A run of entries
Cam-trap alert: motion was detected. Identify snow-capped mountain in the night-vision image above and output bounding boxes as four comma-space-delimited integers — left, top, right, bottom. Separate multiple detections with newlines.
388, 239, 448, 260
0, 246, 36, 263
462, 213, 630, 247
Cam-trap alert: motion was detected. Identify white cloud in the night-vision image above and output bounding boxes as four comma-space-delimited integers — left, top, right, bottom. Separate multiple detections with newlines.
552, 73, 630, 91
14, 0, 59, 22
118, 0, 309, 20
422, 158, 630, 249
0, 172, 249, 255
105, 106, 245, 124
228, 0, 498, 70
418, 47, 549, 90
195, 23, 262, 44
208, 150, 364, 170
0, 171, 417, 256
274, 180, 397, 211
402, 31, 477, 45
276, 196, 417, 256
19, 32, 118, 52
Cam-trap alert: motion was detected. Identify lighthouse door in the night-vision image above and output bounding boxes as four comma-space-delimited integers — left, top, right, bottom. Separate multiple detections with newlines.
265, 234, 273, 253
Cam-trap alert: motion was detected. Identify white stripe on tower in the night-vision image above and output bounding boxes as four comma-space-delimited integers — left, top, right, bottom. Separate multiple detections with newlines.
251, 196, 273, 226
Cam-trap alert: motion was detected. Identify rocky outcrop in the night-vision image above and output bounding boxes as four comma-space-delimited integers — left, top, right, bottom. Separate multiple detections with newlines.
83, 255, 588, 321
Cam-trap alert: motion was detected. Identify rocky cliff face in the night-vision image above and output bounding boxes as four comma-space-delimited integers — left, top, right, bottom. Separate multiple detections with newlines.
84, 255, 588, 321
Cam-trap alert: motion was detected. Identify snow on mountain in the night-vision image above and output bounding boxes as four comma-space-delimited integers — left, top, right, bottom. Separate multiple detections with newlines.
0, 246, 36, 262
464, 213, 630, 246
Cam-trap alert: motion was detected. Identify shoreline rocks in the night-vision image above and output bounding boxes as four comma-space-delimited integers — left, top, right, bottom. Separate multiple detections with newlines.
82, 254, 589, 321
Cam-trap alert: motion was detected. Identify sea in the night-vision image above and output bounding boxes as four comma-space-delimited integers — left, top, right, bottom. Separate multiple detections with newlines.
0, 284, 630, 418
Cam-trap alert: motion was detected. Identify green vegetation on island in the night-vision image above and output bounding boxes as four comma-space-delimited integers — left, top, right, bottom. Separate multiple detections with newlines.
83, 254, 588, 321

-- AIM OF THE TASK --
Express all of the entries above as a two-column CSV with the header instruction,response, giving one row per entry. Put each entry's text and its answer in their own double-quoted fields, with any line breaks replaced by spaces.

-- TASK SOLUTION --
instruction,response
"Cam-trap alert: motion was detected. Identify snow-capped mountain in the night-vision image above and output bounding boxes as four comma-space-delimited integers — left, top, right, bottom. Separate multiple detections with newlines.","388, 239, 448, 260 0, 246, 36, 263 462, 213, 630, 247"
"Cam-trap alert: motion was detected. Identify white cloud in the night-vision image above and output bounding boxes as four comma-space-delimited integers — left, top, right, bottom. Separate multiple detections with newlines.","552, 73, 630, 91 14, 0, 59, 22 118, 0, 309, 20 422, 158, 630, 249 0, 172, 249, 255 105, 106, 245, 124 228, 0, 498, 70 418, 47, 549, 90 195, 23, 262, 44 208, 150, 364, 170 0, 171, 417, 256 274, 180, 397, 211 402, 31, 477, 45 276, 196, 417, 256 19, 32, 118, 52"
"Cam-trap alert: motion was detected. Identify lighthouse door in the night-vision image above and output bounding boxes as four comma-space-delimited integers — left, top, right, bottom. Separate multiple detections with newlines.","265, 234, 273, 253"
"Cam-trap alert: motion was detected. Identify white stripe on tower in the night-vision image above and output bounding boxes as four comma-space-delimited integers — left, top, right, bottom. Separate multiple detections with newlines.","251, 196, 273, 226"
"Cam-trap alert: motion was detected. Identify rocky outcrop in the night-vision image above and output bounding boxes as four comma-space-delimited integers — left, top, right, bottom. Separate multiple detections with newlines.","83, 255, 588, 321"
"Cam-trap alert: motion was detected. Identify rocky cliff face in the night-vision image above and output bounding boxes as four comma-space-delimited integers — left, top, right, bottom. Separate multiple detections with newlines.","84, 255, 588, 321"
"Cam-trap alert: motion was detected. Identify snow on mountain in the night-vision image above and output bounding boxes as four comma-space-delimited integers — left, top, right, bottom. Separate multiple detections with newlines.","0, 246, 36, 262 464, 213, 630, 246"
"Cam-trap alert: motion was detected. Identify shoreline rocks in the night-vision image above and output bounding boxes as four comma-space-delimited integers — left, top, right, bottom. Separate multiple detections with newlines.","82, 254, 589, 321"
"Cam-trap alert: motion was detected. Identify sea in the night-vision image above and output bounding boxes as four comma-space-delimited integers — left, top, right, bottom. Separate multiple detections with newlines.","0, 284, 630, 418"
"Cam-trap alert: motion was detected. Identify green vegetation on island in the night-vision image above and output bounding boxes as four comma-space-delimited integers — left, top, right, bottom. Separate multiple detections with newlines.","83, 254, 588, 321"